## DIRECTION:
Copy the material below line for line, with no changes.

Position annotation records
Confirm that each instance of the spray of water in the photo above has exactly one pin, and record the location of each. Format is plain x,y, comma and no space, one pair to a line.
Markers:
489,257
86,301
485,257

## TASK SOLUTION:
Confirm that each instance of the spray of water in the photo above has exactly one pin, and record the location of each. Format is plain x,y, comma and no space, one pair to a line.
Markers:
489,257
86,301
485,257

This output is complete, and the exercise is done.